Telegram, souvent pointé du doigt pour son manque de réactivité face aux contenus problématiques, est ici une nouvelle fois dans la tourmente. L’application de messagerie, prisée pour son cryptage robuste et son faible niveau de modération, est régulièrement utilisée par des groupes cybercriminels pour diffuser leurs exploits ou vendre des bases de données. Les autorités marocaines pourraient faire pression sur la plateforme pour obtenir des informations sur les auteurs de la chaîne – mais ces démarches se heurtent à la politique de confidentialité rigoureuse de l’entreprise, même si cette dernière est beaucoup plus présente lors de demande judiciaire. (Le cofondateur ayant pu rejoindre Dubaï, en mars, aprés 8 mois d’obligation par la justice Française de rester sur le territoire hexagonal).

Adresses, téléphones, numéros de cartes d’identité ont été diffusés par le/les pirate(s).
Au-delà du scandale immédiat, cette fuite pourrait avoir des conséquences durables sur la gestion des données au Maroc. Les entreprises, publiques comme privées, devront revoir leurs protocoles de sécurité, renforcer les audits de vulnérabilité, et former leurs équipes à la gestion des crises numériques. Car cette attaque en appelle d’autres. Elle a démontré à quel point le pays reste vulnérable face aux offensives ciblées.
Pour les citoyens, c’est aussi un choc de confiance. Voir ses données personnelles – parfois les plus intimes – s’étaler sur Internet génère un sentiment d’impuissance, voire d’abandon. D’autant que peu de recours sont possibles : les responsables de la chaîne sont anonymes, et la traçabilité des fichiers diffusés est quasi impossible une fois qu’ils ont été dupliqués à grande échelle.

━━━━━━━━━━━━━━━━

Tâches:
A: Répondez aux questions suivantes à partir de l'extrait sur la fuite de données au Maroc :
(i) Quels types de données le ou les pirates ont-ils diffusés ?
(ii) Pour quelles deux caractéristiques l'application Telegram est-elle prisée ?
(iii) À partir de quel moment la traçabilité des fichiers diffusés devient-elle quasi impossible ?
B: Poursuivez, s'il vous plaît, l'extrait sur la fuite de données au Maroc à partir de sa dernière phrase.

━━━━━━━━━━━━━━━━

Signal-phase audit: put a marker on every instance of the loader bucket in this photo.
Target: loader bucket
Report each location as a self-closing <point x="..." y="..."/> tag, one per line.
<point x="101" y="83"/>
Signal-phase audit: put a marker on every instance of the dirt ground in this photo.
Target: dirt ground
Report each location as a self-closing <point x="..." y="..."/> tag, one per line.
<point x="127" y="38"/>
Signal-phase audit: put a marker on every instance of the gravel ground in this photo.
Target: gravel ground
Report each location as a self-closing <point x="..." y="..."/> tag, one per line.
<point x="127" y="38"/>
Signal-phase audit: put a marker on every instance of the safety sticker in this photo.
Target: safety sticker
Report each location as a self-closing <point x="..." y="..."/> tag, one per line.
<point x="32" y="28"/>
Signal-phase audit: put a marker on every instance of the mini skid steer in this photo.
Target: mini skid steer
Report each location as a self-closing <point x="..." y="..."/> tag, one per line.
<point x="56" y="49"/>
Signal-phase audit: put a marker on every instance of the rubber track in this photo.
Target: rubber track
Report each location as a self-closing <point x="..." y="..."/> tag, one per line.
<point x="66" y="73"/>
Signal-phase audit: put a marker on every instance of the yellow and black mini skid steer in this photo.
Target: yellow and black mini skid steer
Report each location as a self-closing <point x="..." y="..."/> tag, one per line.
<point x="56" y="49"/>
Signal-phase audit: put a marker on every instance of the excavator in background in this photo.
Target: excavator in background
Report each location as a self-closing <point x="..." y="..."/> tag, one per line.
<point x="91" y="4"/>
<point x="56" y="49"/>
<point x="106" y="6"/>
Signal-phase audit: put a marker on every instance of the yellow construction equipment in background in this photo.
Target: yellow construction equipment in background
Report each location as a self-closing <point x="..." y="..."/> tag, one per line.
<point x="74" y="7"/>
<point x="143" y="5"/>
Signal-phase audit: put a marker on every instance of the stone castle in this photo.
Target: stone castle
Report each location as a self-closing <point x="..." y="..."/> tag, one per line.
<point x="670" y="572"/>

━━━━━━━━━━━━━━━━

Réponses attendues:
A:
(i) Des adresses, des téléphones et des numéros de cartes d'identité.
(ii) Son cryptage robuste et son faible niveau de modération.
(iii) Une fois que les fichiers ont été dupliqués à grande échelle.

B:
Et maintenant ?
Je donne rarement mon avis, mais ici, j’ai eu envie de la faire. J’ai des ami(e)s en Algérie (Hi! Smilling hacker) et au Maroc. Deux magnifiques pays, deux pays aux cultures, aux populations et envies d’avenir magnifique. Ce que je vois, en ce moment, me désole, voir me fait « chi** ».
L’affaire « Jabaroot DZ » marque un tournant. Elle montre que les guerres de demain ne se joueront pas uniquement avec des armes classiques, mais avec des algorithmes, des failles logicielles, et des chaînes anonymes, des adolescents « pirates » manipulés, et des Hacktivistes politiques manipulateurs et dont le nationalisme exacerbé cache surtout des questions de « profits ».
Alors que de nouvelles cyberattaques sont redoutées dans les semaines à venir, une question reste en suspens : le Maghreb peut-il encore échapper à une escalade numérique incontrôlable, ou est-il déjà plongé dans une guerre invisible aux conséquences bien réelles ?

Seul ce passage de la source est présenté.